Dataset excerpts
Start of Block
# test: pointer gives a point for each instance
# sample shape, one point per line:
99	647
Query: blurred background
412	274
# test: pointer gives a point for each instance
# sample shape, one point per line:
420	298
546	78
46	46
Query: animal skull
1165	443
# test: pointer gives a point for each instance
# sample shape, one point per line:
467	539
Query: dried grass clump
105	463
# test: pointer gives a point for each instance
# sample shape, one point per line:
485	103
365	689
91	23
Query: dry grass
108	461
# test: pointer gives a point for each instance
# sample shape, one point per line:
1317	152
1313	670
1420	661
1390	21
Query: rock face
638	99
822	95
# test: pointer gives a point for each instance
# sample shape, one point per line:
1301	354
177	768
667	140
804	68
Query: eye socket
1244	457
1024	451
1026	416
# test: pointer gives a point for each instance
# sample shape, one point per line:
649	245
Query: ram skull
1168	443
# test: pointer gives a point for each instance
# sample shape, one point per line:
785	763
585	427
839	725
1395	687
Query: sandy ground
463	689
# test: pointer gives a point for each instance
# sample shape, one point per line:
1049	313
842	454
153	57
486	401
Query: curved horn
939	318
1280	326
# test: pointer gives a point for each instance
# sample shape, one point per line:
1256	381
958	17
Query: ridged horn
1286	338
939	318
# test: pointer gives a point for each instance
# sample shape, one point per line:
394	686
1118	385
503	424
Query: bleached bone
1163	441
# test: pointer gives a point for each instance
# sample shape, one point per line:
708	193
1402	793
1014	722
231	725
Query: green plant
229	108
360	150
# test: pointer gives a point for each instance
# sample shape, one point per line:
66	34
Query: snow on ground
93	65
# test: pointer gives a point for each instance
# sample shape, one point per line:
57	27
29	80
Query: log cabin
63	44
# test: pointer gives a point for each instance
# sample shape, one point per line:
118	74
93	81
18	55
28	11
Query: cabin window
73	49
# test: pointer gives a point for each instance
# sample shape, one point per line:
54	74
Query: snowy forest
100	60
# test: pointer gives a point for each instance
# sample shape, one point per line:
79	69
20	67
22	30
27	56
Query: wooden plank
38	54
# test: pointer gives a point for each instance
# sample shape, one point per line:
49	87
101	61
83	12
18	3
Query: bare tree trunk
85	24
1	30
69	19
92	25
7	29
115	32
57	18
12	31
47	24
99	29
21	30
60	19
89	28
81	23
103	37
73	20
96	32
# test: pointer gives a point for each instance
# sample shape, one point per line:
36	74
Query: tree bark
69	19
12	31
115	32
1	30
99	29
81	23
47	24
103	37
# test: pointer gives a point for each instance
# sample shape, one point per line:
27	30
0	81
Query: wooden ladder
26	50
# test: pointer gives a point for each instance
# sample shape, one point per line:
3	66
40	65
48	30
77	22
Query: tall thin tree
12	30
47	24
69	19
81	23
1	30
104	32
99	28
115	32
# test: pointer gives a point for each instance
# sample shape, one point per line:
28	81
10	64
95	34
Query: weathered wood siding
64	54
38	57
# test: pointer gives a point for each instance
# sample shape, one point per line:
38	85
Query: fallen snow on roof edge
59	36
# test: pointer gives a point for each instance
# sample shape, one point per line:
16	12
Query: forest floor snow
End of Block
**Assignment**
Down to the last line, reproduce the entries above precisely.

**Exercise answer**
# test: pointer gives a point for each instance
# sample shape, one point per line:
99	647
Query: blurred background
412	274
# test: pointer gives a point for each instance
# sample shape, one point per line:
420	298
546	78
46	46
Query: animal skull
1165	443
# test: pointer gives a point for each instance
# sample shape, one point per line:
467	539
Query: dried grass clump
105	463
# test: pointer gives a point for each instance
# sample shape, one point per line:
485	103
365	689
91	23
Query: dry grass
108	461
# test: pointer gives a point for each instance
# sample shape, one point per line:
1317	152
1313	670
1420	661
1390	21
Query: rock face
638	99
822	95
# test: pointer gives a point for each instance
# sample shape, one point per line:
1301	354
177	768
667	140
804	68
Query: eye socket
1244	457
1024	451
1026	416
# test: pointer gives a point for each instance
# sample shape, one point per line:
649	245
Query: ram skull
1168	443
# test: pointer gives a point for each instance
# sample shape, one point per line:
785	763
585	427
839	725
1395	687
Query: sandy ground
463	689
# test: pointer gives a point for each instance
# sample shape, one point per line:
1049	313
842	454
153	57
486	401
Query: curved horn
939	318
1280	326
# test: pointer gives a point for each instance
# sample shape, one point per line:
1256	381
958	17
Query: ridged horn
1286	338
939	318
# test: pointer gives a point for each instance
# sample shape, one point per line:
394	686
1118	385
503	424
Query: bleached bone
1163	441
# test: pointer gives a point for each instance
# sample shape, one point per line:
708	193
1402	793
1014	722
231	725
Query: green plant
229	108
360	150
# test: pointer gives a point for each instance
# sample shape, one point per line:
66	34
Query: snow on ground
93	65
# test: pointer gives a point for each instance
# sample shape, one point per line:
57	27
29	80
Query: log cabin
63	44
# test: pointer gives a point for each instance
# sample shape, one point per line:
118	74
93	81
18	55
28	11
Query: cabin window
73	49
# test: pointer gives a point for each instance
# sample shape, one point per line:
54	74
Query: snowy forest
100	60
# test: pointer gives a point for each instance
# sample shape, one point per line:
79	69
20	67
22	30
27	56
Query: wooden plank
38	54
# test: pointer gives a point for each instance
# sample shape, one point per line:
49	87
101	61
83	12
18	3
Query: bare tree trunk
85	24
1	30
69	19
92	25
7	29
115	32
57	18
12	31
47	24
99	29
21	30
60	19
89	28
81	23
103	37
73	20
96	32
# test: pointer gives a point for each instance
# sample shape, one point per line:
36	74
Query: tree bark
69	19
12	31
115	32
1	30
99	29
81	23
47	24
103	37
# test: pointer gives a point for each instance
# sample shape, one point per line:
27	30
0	81
Query: wooden ladder
26	50
# test: pointer gives a point for each instance
# sample shape, one point per line:
3	66
40	65
48	30
77	22
Query: tall thin tree
12	30
47	24
69	19
81	23
1	30
104	32
99	28
115	32
# test: pointer gives a point for each instance
# sample shape, one point per line:
28	81
10	64
95	34
Query: weathered wood siding
64	54
38	57
# test: pointer gives a point for each instance
# sample shape, one point per line:
38	85
Query: fallen snow on roof edge
59	36
# test: pointer gives a point for each instance
# sample shape, one point per line:
16	12
Query: forest floor snow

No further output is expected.